PROBLEM TO SOLVE — Who received the Honorary Golden Bear for lifetime achievement, according to the Berlinale 2023 festival report?

DOCUMENT SECTION —
Film Festival Focus

Festival Report: Berlinale 2023

23 Feb 2023 | 4 MINS READ
Festival Report: Berlinale 2023
Laura Venning

Laura Venning shares her impressions of this year’s festival, which featured rousing political documentaries, women’s-rights protests and thoughtful European dramas.   

For a first-time visitor, it’s noticeable that a love for cinema seems to permeate Berlin, from the ubiquity of Marlene Dietrich’s visage to the posters on U-Bahn platforms advertising silent-film retrospectives. Even on the trains themselves, you can see a clip of Charlie Chaplin’s famous bread-roll dance from The Gold Rush (1925) on a little screen next to the map. And just a stone’s throw from the Berlinale Palast, where the red carpet is rolled out, you can pay tribute to Fritz Lang, Wim Wenders and Werner Herzog with a visit to the Deutsche Kinemathek Museum of Film and Television.

The Berlinale 2023 festival line-up may not have been quite as hotly anticipated this year, but the presence of jury head Kristen Stewart added some edgy glamour, while the Honorary Golden Bear for lifetime achievement was awarded to none other than Steven Spielberg. Aside from the spectacle of a Spielberg retrospective, the starriest affair was the opening film, Rebecca Miller’s She Came to Me headlined by Peter Dinklage, Anne Hathaway and Marisa Tomei. Miller’s first feature film since Maggie’s Plan (2015), it’s a baffling romantic comedy with Dinklage as a morose composer invigorated by an affair with Tomei’s tugboat captain. It doesn’t bear much resemblance to anything that would happen in reality, but Hathaway has a bit of fun as Dinklage’s tightly wound wife. 

She Came to Me (2023)

Location annotation dataset excerpts —
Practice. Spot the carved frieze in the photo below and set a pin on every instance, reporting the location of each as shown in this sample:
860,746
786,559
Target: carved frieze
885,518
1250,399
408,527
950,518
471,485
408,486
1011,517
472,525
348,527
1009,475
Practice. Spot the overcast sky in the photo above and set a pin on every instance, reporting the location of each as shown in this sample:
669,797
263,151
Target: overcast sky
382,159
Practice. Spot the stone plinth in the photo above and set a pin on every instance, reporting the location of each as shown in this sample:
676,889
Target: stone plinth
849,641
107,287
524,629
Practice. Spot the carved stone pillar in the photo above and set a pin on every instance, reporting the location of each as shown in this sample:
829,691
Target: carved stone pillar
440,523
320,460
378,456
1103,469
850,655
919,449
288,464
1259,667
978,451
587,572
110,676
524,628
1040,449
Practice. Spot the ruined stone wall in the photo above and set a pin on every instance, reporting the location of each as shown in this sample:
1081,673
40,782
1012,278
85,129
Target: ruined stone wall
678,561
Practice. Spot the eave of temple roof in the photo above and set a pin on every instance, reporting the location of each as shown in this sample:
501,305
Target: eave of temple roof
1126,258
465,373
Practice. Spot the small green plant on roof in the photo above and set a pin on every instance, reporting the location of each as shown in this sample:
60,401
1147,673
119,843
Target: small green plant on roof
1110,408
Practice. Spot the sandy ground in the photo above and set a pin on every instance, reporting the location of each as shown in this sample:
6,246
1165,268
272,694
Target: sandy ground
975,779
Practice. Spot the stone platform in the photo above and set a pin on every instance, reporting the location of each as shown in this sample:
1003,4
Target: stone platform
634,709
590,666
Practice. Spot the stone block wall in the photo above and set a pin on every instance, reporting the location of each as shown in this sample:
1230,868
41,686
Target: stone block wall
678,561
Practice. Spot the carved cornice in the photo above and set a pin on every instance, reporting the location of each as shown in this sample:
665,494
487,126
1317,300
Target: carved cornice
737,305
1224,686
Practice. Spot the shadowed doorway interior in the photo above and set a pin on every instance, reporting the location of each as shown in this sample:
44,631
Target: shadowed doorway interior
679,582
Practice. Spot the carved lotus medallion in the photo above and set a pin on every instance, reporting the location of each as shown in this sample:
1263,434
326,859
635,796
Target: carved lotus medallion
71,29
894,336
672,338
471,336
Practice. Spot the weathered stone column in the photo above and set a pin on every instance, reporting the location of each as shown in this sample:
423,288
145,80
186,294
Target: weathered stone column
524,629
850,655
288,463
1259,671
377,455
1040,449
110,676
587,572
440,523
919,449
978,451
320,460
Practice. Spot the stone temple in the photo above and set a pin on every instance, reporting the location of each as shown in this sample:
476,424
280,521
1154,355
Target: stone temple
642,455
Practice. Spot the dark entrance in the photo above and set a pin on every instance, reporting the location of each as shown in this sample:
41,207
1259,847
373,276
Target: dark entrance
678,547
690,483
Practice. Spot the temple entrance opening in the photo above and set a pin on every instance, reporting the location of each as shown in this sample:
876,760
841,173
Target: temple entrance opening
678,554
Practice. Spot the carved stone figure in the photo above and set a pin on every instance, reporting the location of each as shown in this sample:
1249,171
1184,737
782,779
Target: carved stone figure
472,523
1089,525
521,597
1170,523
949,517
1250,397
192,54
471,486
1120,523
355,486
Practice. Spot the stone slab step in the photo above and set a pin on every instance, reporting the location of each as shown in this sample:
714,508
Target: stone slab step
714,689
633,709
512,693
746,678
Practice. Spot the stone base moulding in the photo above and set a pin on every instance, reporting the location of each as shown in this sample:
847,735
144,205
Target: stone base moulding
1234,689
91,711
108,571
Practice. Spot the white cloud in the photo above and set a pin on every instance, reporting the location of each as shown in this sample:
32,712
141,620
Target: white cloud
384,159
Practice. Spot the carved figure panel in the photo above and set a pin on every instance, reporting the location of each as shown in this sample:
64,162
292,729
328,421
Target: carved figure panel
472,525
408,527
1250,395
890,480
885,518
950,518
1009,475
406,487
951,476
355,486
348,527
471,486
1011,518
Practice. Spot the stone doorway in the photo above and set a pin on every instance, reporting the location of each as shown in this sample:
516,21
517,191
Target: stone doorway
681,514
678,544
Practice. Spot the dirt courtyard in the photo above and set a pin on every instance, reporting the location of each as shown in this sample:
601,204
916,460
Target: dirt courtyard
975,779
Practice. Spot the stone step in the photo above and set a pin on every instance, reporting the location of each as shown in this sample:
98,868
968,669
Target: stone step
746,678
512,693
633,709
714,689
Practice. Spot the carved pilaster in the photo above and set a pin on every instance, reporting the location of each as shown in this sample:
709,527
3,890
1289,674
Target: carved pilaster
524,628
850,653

SOLUTION TO THIS EXERCISE — Steven Spielberg